### Exercise instructions
Pull out every line in the listing below that contains the word "bollard", matching case exactly.

### Records shown

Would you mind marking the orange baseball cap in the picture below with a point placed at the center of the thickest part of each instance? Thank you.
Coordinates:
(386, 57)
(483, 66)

==

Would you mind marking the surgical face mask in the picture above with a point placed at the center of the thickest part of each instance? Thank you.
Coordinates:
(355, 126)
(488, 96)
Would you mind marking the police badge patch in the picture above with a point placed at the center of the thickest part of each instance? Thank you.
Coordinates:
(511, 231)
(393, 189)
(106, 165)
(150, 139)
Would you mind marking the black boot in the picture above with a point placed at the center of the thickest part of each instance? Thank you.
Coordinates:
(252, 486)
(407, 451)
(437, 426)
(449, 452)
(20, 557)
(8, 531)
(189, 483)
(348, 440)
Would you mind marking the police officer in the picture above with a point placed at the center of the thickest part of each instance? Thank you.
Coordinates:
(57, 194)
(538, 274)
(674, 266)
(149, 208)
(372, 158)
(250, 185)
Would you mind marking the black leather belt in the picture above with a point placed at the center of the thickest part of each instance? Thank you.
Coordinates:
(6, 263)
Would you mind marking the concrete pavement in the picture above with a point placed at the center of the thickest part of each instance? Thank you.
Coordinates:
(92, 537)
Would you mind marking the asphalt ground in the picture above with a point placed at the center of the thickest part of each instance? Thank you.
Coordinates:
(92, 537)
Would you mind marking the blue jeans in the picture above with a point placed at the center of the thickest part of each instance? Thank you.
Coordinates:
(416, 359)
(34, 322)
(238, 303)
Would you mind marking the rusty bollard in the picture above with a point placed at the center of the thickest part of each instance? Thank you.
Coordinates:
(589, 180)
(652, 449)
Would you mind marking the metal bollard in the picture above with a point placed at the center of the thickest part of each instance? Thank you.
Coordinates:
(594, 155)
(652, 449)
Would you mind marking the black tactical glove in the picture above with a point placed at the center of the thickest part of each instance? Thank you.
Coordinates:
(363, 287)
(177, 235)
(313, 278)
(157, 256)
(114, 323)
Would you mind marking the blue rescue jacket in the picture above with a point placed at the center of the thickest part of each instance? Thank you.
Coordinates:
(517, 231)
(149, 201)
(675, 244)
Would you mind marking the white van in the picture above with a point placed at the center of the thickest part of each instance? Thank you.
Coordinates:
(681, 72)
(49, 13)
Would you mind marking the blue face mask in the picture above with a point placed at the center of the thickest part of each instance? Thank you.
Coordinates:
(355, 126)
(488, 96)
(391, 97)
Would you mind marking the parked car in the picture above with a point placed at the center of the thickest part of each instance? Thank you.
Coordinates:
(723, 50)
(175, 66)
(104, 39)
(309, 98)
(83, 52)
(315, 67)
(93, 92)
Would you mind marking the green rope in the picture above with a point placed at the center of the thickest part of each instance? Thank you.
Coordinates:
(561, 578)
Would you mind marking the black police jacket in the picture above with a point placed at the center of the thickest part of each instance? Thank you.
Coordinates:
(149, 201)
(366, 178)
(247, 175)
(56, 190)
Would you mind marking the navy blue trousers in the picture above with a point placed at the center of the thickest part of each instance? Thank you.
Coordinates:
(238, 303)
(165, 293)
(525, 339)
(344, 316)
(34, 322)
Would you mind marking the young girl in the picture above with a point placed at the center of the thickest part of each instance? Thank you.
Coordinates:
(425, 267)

### Worked answer
Would you mind marking the rusty bollard in the picture above with a point placed at the center of the thickest part of each instance? Thank you.
Would you mind marking the metal bollard in the picture above with a point placed at the center of the thickest part of each instance? Thank you.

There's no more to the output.